## Exercise instructions
Reproduce the entries below in full, word for word.

[Part of a data file]
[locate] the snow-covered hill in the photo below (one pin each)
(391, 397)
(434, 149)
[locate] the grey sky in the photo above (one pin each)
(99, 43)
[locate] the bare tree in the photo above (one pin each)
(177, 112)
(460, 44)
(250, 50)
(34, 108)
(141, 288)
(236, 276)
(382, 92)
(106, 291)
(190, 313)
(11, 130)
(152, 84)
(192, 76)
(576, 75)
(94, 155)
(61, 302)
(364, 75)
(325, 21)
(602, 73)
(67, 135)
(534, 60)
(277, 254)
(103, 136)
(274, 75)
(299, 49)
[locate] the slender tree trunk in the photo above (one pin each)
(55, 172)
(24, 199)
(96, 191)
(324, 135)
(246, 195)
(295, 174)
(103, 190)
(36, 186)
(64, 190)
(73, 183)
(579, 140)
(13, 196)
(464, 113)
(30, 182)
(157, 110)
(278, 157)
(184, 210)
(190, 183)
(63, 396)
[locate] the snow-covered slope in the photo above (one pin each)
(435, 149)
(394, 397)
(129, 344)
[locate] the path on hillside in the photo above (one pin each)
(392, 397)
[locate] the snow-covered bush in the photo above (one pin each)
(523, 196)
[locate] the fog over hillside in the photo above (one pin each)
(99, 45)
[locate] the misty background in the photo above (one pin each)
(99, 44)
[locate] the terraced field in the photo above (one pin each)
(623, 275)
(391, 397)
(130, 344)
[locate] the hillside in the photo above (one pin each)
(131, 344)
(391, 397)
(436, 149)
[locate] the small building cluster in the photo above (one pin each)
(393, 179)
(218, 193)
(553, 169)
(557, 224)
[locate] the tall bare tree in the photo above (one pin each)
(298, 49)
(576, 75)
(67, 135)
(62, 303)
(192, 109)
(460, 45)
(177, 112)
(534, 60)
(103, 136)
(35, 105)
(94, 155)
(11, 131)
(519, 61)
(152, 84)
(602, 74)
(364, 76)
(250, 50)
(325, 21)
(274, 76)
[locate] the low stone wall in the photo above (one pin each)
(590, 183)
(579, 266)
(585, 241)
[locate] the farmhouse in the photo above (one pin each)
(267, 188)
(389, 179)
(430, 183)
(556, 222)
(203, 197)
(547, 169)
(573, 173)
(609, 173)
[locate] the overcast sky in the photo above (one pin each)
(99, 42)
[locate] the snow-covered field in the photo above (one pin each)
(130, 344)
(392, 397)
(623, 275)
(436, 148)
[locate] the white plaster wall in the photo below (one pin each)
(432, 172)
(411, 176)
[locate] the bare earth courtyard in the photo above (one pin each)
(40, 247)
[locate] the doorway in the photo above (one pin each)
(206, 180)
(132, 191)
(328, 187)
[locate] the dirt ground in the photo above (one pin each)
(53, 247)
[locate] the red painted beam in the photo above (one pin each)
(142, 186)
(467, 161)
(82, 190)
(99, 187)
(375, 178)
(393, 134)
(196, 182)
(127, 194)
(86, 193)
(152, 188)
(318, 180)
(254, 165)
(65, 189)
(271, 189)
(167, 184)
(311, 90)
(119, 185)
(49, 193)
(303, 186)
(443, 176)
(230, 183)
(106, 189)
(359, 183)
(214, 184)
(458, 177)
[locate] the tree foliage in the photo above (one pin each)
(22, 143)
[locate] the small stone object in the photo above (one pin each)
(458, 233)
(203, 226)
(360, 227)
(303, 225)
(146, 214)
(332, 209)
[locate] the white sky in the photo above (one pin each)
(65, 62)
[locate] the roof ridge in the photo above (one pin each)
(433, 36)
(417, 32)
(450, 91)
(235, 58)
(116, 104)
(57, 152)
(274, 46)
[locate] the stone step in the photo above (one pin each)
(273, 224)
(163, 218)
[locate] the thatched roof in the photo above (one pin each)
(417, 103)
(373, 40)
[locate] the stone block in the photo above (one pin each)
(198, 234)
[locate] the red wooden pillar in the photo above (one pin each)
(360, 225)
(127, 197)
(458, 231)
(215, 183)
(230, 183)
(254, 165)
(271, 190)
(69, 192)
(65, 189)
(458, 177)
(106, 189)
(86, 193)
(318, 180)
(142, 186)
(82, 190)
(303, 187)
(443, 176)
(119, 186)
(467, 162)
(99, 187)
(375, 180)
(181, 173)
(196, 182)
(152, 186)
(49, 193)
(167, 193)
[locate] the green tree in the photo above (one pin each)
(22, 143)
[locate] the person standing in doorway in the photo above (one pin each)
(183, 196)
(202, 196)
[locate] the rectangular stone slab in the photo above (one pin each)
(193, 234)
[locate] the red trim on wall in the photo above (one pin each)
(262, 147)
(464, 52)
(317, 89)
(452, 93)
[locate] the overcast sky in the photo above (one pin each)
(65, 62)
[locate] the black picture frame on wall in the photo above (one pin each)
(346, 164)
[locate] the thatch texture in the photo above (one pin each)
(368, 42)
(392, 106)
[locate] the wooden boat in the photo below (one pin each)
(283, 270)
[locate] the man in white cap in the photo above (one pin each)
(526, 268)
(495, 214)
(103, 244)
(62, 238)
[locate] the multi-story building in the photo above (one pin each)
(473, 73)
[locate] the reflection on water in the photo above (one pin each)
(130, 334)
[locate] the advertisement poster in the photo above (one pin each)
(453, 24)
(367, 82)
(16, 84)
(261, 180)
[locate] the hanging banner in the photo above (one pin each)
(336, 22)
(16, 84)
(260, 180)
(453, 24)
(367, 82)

## Full response
[locate] the snow-covered hill in the photo below (one pin each)
(391, 397)
(434, 149)
[locate] the grey sky in the photo above (one pin each)
(99, 43)
[locate] the bare tree in the photo above (one pin each)
(177, 112)
(460, 44)
(250, 50)
(34, 108)
(141, 288)
(236, 276)
(382, 92)
(106, 291)
(190, 313)
(11, 130)
(152, 84)
(192, 76)
(576, 75)
(94, 155)
(61, 302)
(364, 75)
(325, 21)
(602, 73)
(67, 135)
(534, 60)
(277, 254)
(103, 136)
(274, 75)
(299, 49)
[locate] the slender tree trunk in the photo above (one pin each)
(55, 172)
(24, 199)
(96, 191)
(324, 135)
(246, 195)
(295, 174)
(103, 190)
(36, 186)
(64, 190)
(73, 183)
(579, 140)
(13, 196)
(464, 113)
(30, 182)
(157, 110)
(278, 157)
(184, 210)
(190, 183)
(63, 396)
[locate] the snow-covered slope in the photo above (one pin each)
(435, 149)
(394, 397)
(129, 344)
[locate] the path on hillside in the photo above (one pin each)
(392, 397)
[locate] the snow-covered bush in the photo above (one pin each)
(523, 196)
[locate] the fog over hillside in the photo above (one pin each)
(99, 45)
[locate] the misty background in the photo above (one pin each)
(99, 44)
[locate] the terraced field in the photo above (one pin each)
(623, 275)
(391, 397)
(130, 344)
[locate] the hillside in the photo above (one pin each)
(131, 344)
(391, 397)
(436, 149)
[locate] the small building cluster in the photo above (one pin each)
(393, 179)
(218, 193)
(553, 169)
(557, 224)
[locate] the tall bare tree in the photo above (one pin each)
(298, 49)
(576, 75)
(67, 135)
(62, 303)
(192, 109)
(460, 45)
(177, 112)
(534, 60)
(103, 136)
(35, 105)
(94, 155)
(11, 131)
(519, 61)
(152, 84)
(602, 74)
(364, 76)
(250, 50)
(325, 21)
(274, 76)
[locate] the low stone wall in the photo above (one pin each)
(590, 183)
(579, 266)
(585, 241)
[locate] the farmhouse in the photo above (one pin each)
(267, 188)
(389, 179)
(430, 183)
(556, 222)
(203, 197)
(547, 169)
(573, 173)
(609, 173)
[locate] the overcast sky in the photo above (one pin each)
(99, 42)
[locate] the snow-covered field in the photo above (one pin each)
(130, 344)
(392, 397)
(623, 275)
(436, 148)
[locate] the white plaster wall in the photo below (one pin each)
(432, 172)
(411, 176)
[locate] the bare earth courtyard in the photo above (one pin each)
(40, 247)
[locate] the doorway in the photo above (one pin each)
(206, 180)
(132, 191)
(328, 187)
[locate] the dirt ground in the photo above (one pin each)
(53, 247)
[locate] the red painted beam in the photo above (one pin each)
(142, 186)
(467, 161)
(82, 190)
(99, 187)
(375, 178)
(393, 134)
(196, 182)
(127, 194)
(86, 193)
(152, 188)
(318, 180)
(254, 165)
(65, 189)
(271, 189)
(167, 184)
(311, 90)
(119, 185)
(49, 193)
(303, 186)
(443, 176)
(230, 183)
(106, 189)
(359, 183)
(214, 184)
(458, 177)
[locate] the tree foliage in the photo above (one pin each)
(22, 143)
[locate] the small stone object in the photo above (one pin each)
(458, 233)
(203, 226)
(360, 227)
(303, 225)
(146, 214)
(332, 209)
[locate] the white sky in the photo above (one pin each)
(65, 62)
[locate] the roof ridge in the photo above (one pin each)
(433, 36)
(417, 32)
(450, 91)
(235, 58)
(116, 104)
(57, 152)
(274, 46)
[locate] the stone step in the photo above (one pin each)
(273, 224)
(163, 218)
[locate] the thatched roof in the photo above (one pin each)
(417, 103)
(373, 40)
[locate] the stone block in the photo above (one pin each)
(198, 234)
[locate] the red wooden pillar in the photo above (one pin each)
(360, 225)
(127, 197)
(458, 231)
(215, 183)
(230, 183)
(254, 165)
(271, 190)
(69, 192)
(65, 189)
(458, 177)
(106, 189)
(86, 193)
(318, 180)
(142, 186)
(82, 190)
(303, 187)
(443, 176)
(119, 186)
(467, 162)
(99, 187)
(375, 180)
(181, 173)
(196, 182)
(152, 186)
(49, 193)
(167, 193)
[locate] the green tree in the photo above (one pin each)
(22, 143)
[locate] the person standing in doorway in the photo above (one pin each)
(183, 196)
(202, 196)
[locate] the rectangular stone slab in the photo above (one pin each)
(193, 234)
[locate] the red trim on wall in the photo above (one pin each)
(262, 147)
(464, 52)
(317, 89)
(452, 93)
[locate] the overcast sky in the photo above (one pin each)
(65, 62)
[locate] the black picture frame on wall in the photo above (one pin each)
(346, 164)
[locate] the thatch texture in the photo above (one pin each)
(368, 42)
(392, 106)
[locate] the wooden boat in the photo below (one pin each)
(283, 270)
[locate] the man in white cap in the photo above (one pin each)
(526, 268)
(495, 214)
(103, 244)
(62, 238)
[locate] the multi-story building in the photo above (one pin each)
(473, 73)
[locate] the reflection on water in the photo above (one pin each)
(130, 334)
[locate] the advertisement poster in the photo above (one pin each)
(453, 24)
(367, 82)
(16, 84)
(261, 180)
[locate] the hanging banner in the photo above (one pin each)
(336, 22)
(16, 84)
(260, 180)
(453, 24)
(367, 82)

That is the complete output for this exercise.